▶ _INSTRUCTIONS TO FOLLOW_:
Below are records; transcribe only the line with "Please, could you outline where the woman" and those after it, through the last line, without any change.

▶ _AVAILABLE DATA_:
□ □ □ □ □ □ □
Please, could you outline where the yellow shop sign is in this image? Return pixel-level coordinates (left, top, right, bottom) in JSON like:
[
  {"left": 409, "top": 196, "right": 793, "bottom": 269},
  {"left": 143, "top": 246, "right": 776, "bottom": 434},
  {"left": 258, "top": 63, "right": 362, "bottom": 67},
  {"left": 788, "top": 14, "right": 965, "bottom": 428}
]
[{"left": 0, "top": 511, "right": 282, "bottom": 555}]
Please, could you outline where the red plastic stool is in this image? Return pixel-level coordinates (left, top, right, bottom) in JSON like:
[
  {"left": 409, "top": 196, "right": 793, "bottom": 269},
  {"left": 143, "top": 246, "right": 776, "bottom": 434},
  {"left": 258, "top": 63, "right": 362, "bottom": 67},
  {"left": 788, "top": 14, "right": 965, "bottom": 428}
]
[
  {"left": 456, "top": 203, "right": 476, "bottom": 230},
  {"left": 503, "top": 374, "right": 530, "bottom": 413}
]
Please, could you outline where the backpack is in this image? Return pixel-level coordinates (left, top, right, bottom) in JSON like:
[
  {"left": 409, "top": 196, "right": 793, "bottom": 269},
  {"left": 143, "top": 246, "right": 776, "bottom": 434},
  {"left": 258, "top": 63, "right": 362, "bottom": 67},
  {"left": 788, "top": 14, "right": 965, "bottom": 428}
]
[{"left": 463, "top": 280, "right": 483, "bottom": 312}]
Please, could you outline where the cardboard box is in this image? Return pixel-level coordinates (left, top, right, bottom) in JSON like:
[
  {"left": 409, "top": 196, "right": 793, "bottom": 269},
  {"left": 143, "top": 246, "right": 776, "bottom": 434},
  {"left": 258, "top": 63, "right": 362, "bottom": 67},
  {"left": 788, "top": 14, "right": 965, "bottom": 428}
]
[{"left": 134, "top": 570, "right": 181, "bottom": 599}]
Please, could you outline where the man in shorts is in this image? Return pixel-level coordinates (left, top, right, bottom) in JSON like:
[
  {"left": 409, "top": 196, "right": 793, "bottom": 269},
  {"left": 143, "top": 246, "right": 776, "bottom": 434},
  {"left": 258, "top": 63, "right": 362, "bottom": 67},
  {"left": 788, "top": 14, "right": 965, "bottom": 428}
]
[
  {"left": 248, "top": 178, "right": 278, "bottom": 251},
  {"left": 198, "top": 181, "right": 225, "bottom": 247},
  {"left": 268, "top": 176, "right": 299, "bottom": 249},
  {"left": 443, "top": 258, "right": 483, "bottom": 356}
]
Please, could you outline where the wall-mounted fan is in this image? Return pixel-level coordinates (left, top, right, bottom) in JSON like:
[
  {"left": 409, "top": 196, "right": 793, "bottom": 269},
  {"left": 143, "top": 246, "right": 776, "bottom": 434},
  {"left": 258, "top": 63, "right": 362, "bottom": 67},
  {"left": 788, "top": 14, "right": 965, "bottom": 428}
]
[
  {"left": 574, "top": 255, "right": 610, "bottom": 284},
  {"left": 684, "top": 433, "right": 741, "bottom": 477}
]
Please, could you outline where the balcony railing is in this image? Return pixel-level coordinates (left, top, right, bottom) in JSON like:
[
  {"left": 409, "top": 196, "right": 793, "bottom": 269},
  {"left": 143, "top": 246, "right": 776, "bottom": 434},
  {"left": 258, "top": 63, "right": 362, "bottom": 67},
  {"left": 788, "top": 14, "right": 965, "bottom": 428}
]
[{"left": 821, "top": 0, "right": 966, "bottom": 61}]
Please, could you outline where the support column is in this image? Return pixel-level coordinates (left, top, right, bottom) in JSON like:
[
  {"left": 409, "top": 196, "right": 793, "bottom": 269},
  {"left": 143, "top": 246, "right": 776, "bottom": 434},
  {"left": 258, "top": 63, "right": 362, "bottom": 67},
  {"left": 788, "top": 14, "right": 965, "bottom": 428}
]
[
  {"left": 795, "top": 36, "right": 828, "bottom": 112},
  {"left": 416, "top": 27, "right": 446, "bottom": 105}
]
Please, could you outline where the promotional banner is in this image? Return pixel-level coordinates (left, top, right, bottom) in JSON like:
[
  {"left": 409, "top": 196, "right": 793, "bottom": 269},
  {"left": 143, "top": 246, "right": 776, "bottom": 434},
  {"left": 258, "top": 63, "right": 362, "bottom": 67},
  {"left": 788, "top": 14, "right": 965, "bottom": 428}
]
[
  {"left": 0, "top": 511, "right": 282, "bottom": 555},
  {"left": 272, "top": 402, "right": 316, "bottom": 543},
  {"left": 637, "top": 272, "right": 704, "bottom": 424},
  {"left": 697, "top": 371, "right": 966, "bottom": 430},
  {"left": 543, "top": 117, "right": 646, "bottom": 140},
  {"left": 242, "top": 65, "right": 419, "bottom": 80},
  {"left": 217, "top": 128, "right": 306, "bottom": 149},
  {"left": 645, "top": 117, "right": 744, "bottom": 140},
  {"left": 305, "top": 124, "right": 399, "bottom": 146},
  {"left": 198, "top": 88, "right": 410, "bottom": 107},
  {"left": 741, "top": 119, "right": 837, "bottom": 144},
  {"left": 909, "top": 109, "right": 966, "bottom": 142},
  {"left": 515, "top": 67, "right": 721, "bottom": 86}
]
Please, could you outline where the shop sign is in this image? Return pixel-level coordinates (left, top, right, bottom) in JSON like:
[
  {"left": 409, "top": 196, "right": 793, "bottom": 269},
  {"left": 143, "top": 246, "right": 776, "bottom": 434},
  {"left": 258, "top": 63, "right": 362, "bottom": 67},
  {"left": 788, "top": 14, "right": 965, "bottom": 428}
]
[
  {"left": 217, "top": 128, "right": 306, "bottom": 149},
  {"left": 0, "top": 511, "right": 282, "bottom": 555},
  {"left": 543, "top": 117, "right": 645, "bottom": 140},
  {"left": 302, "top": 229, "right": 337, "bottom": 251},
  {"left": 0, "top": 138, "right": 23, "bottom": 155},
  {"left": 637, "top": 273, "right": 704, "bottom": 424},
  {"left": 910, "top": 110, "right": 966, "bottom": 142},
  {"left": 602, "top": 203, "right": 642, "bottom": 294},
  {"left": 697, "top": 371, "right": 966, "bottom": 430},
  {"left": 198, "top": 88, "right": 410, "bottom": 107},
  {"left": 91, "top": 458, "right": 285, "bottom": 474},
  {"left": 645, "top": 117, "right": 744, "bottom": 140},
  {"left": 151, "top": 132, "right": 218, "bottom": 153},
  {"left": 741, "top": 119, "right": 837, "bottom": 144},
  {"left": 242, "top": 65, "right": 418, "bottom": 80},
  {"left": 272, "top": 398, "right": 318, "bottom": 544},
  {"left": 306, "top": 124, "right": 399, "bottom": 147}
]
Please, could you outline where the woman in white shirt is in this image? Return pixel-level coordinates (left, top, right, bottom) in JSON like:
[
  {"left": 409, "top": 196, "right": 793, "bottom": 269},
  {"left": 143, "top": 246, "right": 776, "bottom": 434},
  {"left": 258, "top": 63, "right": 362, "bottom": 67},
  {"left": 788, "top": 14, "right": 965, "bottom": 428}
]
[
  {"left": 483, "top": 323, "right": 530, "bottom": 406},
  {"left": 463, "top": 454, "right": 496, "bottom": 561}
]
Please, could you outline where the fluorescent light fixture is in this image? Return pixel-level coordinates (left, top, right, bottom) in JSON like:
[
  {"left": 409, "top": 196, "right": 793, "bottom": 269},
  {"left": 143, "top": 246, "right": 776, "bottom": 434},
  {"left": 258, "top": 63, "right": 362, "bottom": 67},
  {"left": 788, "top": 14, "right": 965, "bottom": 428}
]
□ □ □ □ □ □ □
▶ _TASK ANSWER_:
Please, could you outline where the woman in white shirt is in this image? Return pixel-level coordinates (left, top, right, bottom) in JSON like:
[
  {"left": 409, "top": 196, "right": 793, "bottom": 269},
  {"left": 143, "top": 246, "right": 776, "bottom": 434},
  {"left": 258, "top": 63, "right": 362, "bottom": 67},
  {"left": 788, "top": 14, "right": 965, "bottom": 428}
]
[
  {"left": 483, "top": 323, "right": 530, "bottom": 406},
  {"left": 463, "top": 454, "right": 496, "bottom": 561}
]
Please, could you outline where the fluorescent light fixture is in this image? Return pixel-level coordinates (left, top, right, bottom) in JSON like:
[
  {"left": 409, "top": 196, "right": 793, "bottom": 269},
  {"left": 143, "top": 246, "right": 776, "bottom": 434},
  {"left": 258, "top": 63, "right": 362, "bottom": 67},
  {"left": 788, "top": 14, "right": 965, "bottom": 428}
]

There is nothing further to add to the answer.